Your task:
Reproduce all of the entries below word for word, omitting the pictures.

────────────────────

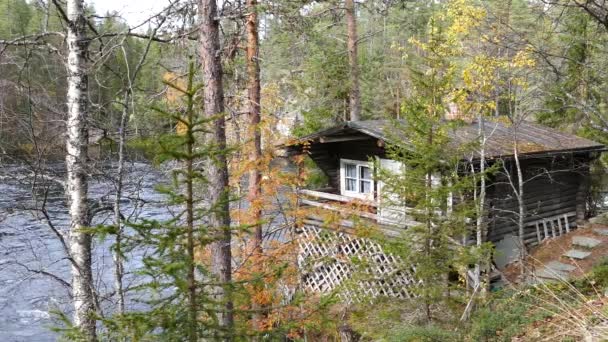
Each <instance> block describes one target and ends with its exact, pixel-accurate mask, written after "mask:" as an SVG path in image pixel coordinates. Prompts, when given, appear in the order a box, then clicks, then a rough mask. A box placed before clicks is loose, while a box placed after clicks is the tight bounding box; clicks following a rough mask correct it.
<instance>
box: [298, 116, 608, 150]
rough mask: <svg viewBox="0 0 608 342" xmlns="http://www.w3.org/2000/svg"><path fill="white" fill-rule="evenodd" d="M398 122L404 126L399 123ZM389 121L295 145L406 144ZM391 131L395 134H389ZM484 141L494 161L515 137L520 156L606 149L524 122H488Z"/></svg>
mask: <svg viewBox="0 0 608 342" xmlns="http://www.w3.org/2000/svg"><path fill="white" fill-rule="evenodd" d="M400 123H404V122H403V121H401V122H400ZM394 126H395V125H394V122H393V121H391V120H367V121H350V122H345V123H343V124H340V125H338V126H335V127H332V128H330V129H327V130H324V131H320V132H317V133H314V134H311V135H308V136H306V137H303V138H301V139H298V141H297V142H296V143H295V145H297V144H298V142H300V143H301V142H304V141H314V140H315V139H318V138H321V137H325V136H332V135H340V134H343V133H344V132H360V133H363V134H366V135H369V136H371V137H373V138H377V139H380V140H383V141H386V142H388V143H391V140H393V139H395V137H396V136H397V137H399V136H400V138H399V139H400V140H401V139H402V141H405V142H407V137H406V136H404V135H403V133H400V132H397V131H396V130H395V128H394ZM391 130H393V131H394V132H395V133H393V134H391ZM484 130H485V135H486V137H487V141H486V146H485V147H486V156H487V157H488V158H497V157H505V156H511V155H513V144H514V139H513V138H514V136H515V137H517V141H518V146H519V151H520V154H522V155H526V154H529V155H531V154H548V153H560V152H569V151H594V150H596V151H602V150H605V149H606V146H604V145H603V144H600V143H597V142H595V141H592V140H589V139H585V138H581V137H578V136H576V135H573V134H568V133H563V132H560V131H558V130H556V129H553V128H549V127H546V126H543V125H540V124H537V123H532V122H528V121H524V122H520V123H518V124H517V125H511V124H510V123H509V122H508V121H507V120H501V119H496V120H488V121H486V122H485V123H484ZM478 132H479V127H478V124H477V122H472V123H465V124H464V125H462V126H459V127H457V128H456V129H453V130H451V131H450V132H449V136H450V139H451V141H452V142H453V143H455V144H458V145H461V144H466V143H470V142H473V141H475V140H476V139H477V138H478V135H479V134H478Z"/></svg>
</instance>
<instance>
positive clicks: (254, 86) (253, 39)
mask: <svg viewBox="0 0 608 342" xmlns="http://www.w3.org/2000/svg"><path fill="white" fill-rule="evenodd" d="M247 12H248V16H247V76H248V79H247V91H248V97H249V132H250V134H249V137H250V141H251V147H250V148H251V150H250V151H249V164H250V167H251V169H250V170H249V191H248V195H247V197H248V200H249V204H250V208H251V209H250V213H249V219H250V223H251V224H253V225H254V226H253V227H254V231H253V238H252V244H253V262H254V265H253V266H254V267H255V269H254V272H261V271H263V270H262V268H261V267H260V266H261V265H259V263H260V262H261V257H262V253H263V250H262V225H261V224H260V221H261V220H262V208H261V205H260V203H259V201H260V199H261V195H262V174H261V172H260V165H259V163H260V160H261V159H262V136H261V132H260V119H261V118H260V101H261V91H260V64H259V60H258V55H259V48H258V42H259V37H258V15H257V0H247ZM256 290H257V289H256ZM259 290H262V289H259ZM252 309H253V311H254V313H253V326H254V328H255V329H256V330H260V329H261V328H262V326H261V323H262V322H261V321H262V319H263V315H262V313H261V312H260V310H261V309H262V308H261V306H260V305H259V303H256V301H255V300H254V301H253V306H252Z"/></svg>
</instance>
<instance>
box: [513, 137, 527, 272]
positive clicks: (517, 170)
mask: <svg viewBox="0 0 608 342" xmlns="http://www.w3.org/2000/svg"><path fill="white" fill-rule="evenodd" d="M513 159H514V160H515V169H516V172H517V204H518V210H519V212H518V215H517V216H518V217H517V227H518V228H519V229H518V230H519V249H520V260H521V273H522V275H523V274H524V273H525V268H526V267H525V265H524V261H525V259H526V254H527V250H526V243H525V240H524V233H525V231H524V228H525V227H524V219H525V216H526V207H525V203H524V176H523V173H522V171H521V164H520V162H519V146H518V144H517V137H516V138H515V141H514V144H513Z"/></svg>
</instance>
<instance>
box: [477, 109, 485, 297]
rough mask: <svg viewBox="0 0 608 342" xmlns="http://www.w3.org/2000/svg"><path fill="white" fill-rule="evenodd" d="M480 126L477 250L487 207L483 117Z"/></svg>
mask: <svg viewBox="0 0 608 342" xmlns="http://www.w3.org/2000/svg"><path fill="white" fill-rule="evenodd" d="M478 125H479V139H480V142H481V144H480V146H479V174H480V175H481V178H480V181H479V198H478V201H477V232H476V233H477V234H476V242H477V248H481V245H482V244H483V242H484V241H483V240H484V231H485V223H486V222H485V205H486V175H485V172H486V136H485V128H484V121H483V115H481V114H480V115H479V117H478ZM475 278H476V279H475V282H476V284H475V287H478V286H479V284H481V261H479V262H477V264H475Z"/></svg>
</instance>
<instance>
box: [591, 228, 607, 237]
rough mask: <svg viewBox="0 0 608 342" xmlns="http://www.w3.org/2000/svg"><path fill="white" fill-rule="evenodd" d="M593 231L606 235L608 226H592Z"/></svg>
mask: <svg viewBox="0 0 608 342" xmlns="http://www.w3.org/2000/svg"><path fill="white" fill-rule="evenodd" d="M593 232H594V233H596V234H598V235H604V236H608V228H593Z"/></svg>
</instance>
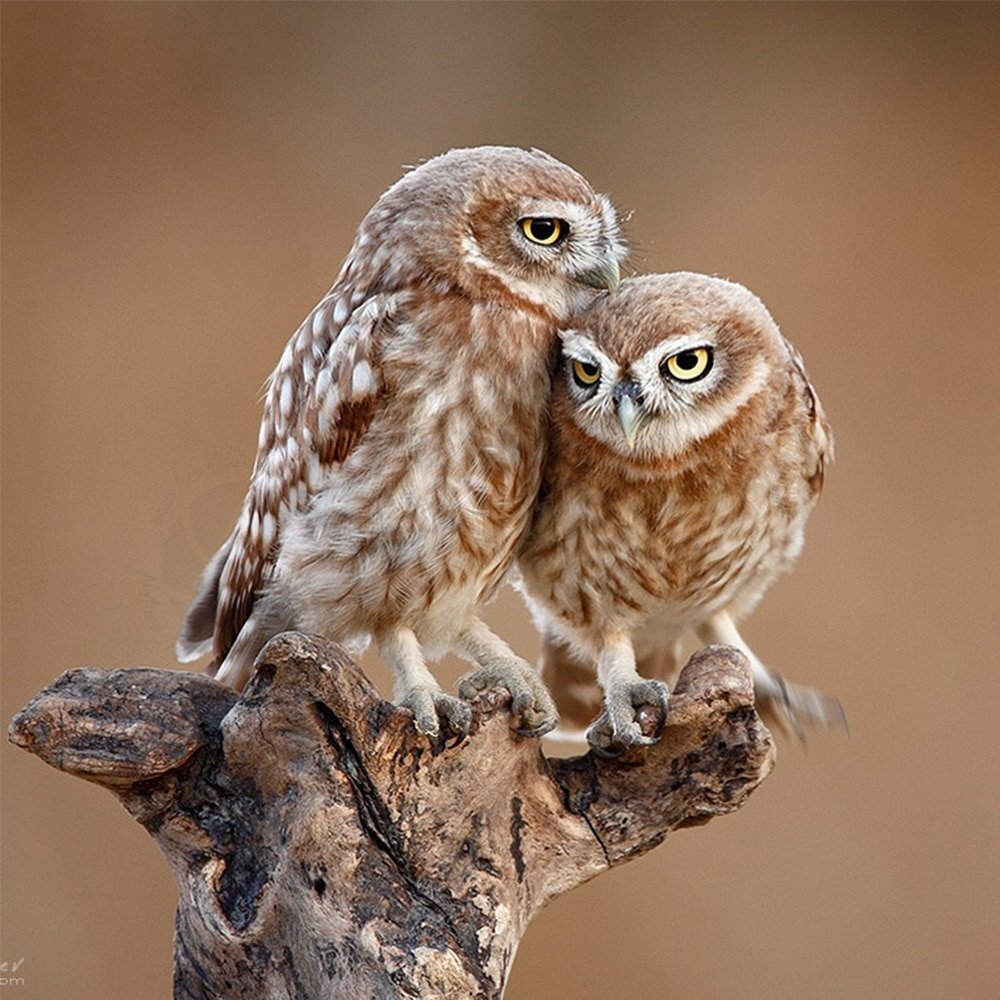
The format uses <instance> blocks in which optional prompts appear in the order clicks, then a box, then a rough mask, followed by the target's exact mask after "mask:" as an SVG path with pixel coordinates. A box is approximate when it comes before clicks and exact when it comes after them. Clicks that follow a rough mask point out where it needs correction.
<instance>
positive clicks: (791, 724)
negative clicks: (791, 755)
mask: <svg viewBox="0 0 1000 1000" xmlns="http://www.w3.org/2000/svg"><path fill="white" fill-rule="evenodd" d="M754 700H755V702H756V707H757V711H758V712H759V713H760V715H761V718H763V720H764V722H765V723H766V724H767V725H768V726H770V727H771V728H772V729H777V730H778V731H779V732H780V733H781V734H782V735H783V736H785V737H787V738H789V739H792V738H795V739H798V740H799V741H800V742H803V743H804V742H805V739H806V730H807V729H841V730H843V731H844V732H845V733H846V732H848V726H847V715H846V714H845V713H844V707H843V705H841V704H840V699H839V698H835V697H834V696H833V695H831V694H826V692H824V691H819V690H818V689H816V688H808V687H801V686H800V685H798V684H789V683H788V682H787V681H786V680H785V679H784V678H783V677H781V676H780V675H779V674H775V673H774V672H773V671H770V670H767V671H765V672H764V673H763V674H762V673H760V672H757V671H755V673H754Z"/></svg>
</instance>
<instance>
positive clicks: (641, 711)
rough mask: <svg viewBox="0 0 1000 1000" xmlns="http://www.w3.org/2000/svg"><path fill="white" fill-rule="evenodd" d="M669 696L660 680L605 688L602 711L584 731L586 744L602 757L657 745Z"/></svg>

────────────────────

Response area:
Each <instance> block describes one target and ends with its exact, pixel-accurate mask, written after "mask:" as an SVG path in image pixel coordinates. Prompts, when given, appear in the order a box, then clicks, then a rough mask. A box placed before clicks is loose, while a box placed after clicks is the tight bounding box; clicks following a rough mask correct it.
<instance>
box: [298, 116, 608, 150]
rough mask: <svg viewBox="0 0 608 342" xmlns="http://www.w3.org/2000/svg"><path fill="white" fill-rule="evenodd" d="M398 122L404 126L399 123ZM389 121L295 145L406 144ZM391 131L395 134H389ZM484 141L494 161L515 137L520 156L606 149L524 122H488Z"/></svg>
mask: <svg viewBox="0 0 608 342" xmlns="http://www.w3.org/2000/svg"><path fill="white" fill-rule="evenodd" d="M400 123H404V122H403V121H401V122H400ZM394 126H395V125H394V122H393V121H391V120H367V121H350V122H345V123H343V124H340V125H338V126H335V127H332V128H330V129H327V130H324V131H320V132H317V133H314V134H311V135H308V136H306V137H303V138H301V139H298V141H297V142H296V143H295V145H297V144H298V142H300V143H301V142H304V141H314V140H315V139H318V138H321V137H325V136H332V135H340V134H343V133H344V132H360V133H363V134H366V135H369V136H371V137H373V138H377V139H380V140H383V141H386V142H388V143H391V140H393V139H395V137H396V136H397V137H399V136H400V138H399V139H400V140H401V139H402V141H405V142H407V137H406V136H404V135H403V133H400V132H397V131H396V130H395V128H394ZM391 130H393V131H394V132H395V133H393V134H391ZM484 130H485V135H486V137H487V141H486V146H485V147H486V156H487V157H488V158H497V157H505V156H511V155H513V144H514V139H513V138H514V136H515V137H517V141H518V146H519V151H520V154H522V155H526V154H529V155H531V154H548V153H560V152H569V151H594V150H596V151H602V150H605V149H606V146H604V145H603V144H600V143H597V142H595V141H592V140H589V139H585V138H581V137H578V136H576V135H573V134H568V133H563V132H560V131H558V130H556V129H553V128H549V127H546V126H543V125H540V124H537V123H532V122H528V121H524V122H520V123H518V124H517V125H511V124H510V123H509V122H508V121H507V120H501V119H496V120H488V121H486V122H485V123H484ZM478 132H479V127H478V124H477V122H472V123H465V124H464V125H462V126H459V127H457V128H456V129H453V130H451V131H450V132H449V136H450V139H451V141H452V142H453V143H455V144H458V145H461V144H466V143H470V142H473V141H475V140H476V139H477V138H478V135H479V134H478Z"/></svg>
</instance>
<instance>
positive clicks: (254, 86) (253, 39)
mask: <svg viewBox="0 0 608 342" xmlns="http://www.w3.org/2000/svg"><path fill="white" fill-rule="evenodd" d="M247 12H248V16H247V76H248V79H247V91H248V97H249V132H250V134H249V137H250V141H251V147H250V148H251V150H250V151H249V164H250V167H251V169H250V170H249V191H248V195H247V197H248V200H249V204H250V208H251V209H250V213H249V219H250V223H251V224H253V225H254V226H253V227H254V231H253V238H252V244H253V262H254V265H253V266H254V267H255V269H254V272H261V271H263V270H262V268H261V267H260V266H261V265H259V263H260V262H261V257H262V253H263V250H262V225H261V224H260V221H261V220H262V208H261V205H260V203H259V201H260V199H261V195H262V174H261V172H260V165H259V163H260V160H261V159H262V136H261V132H260V119H261V118H260V101H261V91H260V64H259V60H258V55H259V48H258V42H259V37H258V15H257V0H247ZM256 290H257V289H256ZM259 290H262V289H259ZM252 309H253V311H254V313H253V326H254V328H255V329H256V330H260V329H261V328H262V326H261V323H262V322H261V321H262V319H263V315H262V313H261V312H260V310H261V309H262V308H261V306H260V305H259V303H256V301H255V300H254V301H253V306H252Z"/></svg>
</instance>
<instance>
box: [513, 137, 527, 272]
positive clicks: (517, 170)
mask: <svg viewBox="0 0 608 342" xmlns="http://www.w3.org/2000/svg"><path fill="white" fill-rule="evenodd" d="M513 159H514V160H515V169H516V172H517V204H518V210H519V212H518V215H517V216H518V217H517V227H518V228H519V229H518V230H519V249H520V260H521V273H522V275H523V274H524V273H525V268H526V267H525V265H524V261H525V259H526V254H527V250H526V243H525V240H524V233H525V231H524V228H525V227H524V219H525V216H526V207H525V203H524V176H523V173H522V171H521V164H520V162H519V146H518V144H517V137H516V138H515V141H514V144H513Z"/></svg>
</instance>
<instance>
box: [477, 109, 485, 297]
rough mask: <svg viewBox="0 0 608 342" xmlns="http://www.w3.org/2000/svg"><path fill="white" fill-rule="evenodd" d="M480 126L477 250L487 207L483 117Z"/></svg>
mask: <svg viewBox="0 0 608 342" xmlns="http://www.w3.org/2000/svg"><path fill="white" fill-rule="evenodd" d="M478 125H479V139H480V142H481V144H480V146H479V174H480V175H481V178H480V181H479V198H478V201H477V232H476V233H477V234H476V242H477V248H481V245H482V244H483V242H484V241H483V240H484V231H485V223H486V222H485V205H486V175H485V172H486V136H485V128H484V121H483V115H481V114H480V115H479V117H478ZM475 278H476V279H475V282H476V284H475V287H478V286H479V284H481V261H479V262H477V264H475Z"/></svg>
</instance>
<instance>
box: [591, 228, 607, 237]
rough mask: <svg viewBox="0 0 608 342" xmlns="http://www.w3.org/2000/svg"><path fill="white" fill-rule="evenodd" d="M593 231L606 235L608 226H592Z"/></svg>
mask: <svg viewBox="0 0 608 342" xmlns="http://www.w3.org/2000/svg"><path fill="white" fill-rule="evenodd" d="M593 232H594V233H596V234H598V235H604V236H608V228H593Z"/></svg>
</instance>
The format uses <instance> blocks in which optional prompts appear in the order clicks, then a box, then a rough mask, followed by the target's exact mask after "mask:" as an SVG path with pixel coordinates. A box is approximate when it comes before clicks and exact when it comes after them. Clicks that follow a rough mask point out where it needs correction.
<instance>
positive clicks: (791, 724)
negative clicks: (791, 755)
mask: <svg viewBox="0 0 1000 1000" xmlns="http://www.w3.org/2000/svg"><path fill="white" fill-rule="evenodd" d="M754 700H755V702H756V707H757V711H758V712H759V713H760V715H761V718H763V720H764V722H765V723H766V724H767V725H768V726H770V727H771V728H772V729H777V730H778V731H779V732H780V733H781V734H782V735H783V736H785V737H787V738H789V739H792V738H795V739H798V740H799V741H800V742H803V743H804V742H805V739H806V730H807V729H841V730H843V731H844V732H845V733H846V732H848V726H847V715H846V714H845V713H844V707H843V705H841V704H840V699H839V698H835V697H834V696H833V695H831V694H826V692H824V691H819V690H818V689H816V688H808V687H801V686H800V685H798V684H789V683H788V682H787V681H786V680H785V679H784V678H783V677H781V676H780V675H779V674H775V673H774V672H773V671H770V670H767V671H765V672H764V673H763V674H762V673H760V672H757V671H755V673H754Z"/></svg>
</instance>
<instance>
positive clicks: (641, 711)
rough mask: <svg viewBox="0 0 1000 1000" xmlns="http://www.w3.org/2000/svg"><path fill="white" fill-rule="evenodd" d="M669 696L660 680L605 688L602 711L584 731L586 744L602 757L657 745Z"/></svg>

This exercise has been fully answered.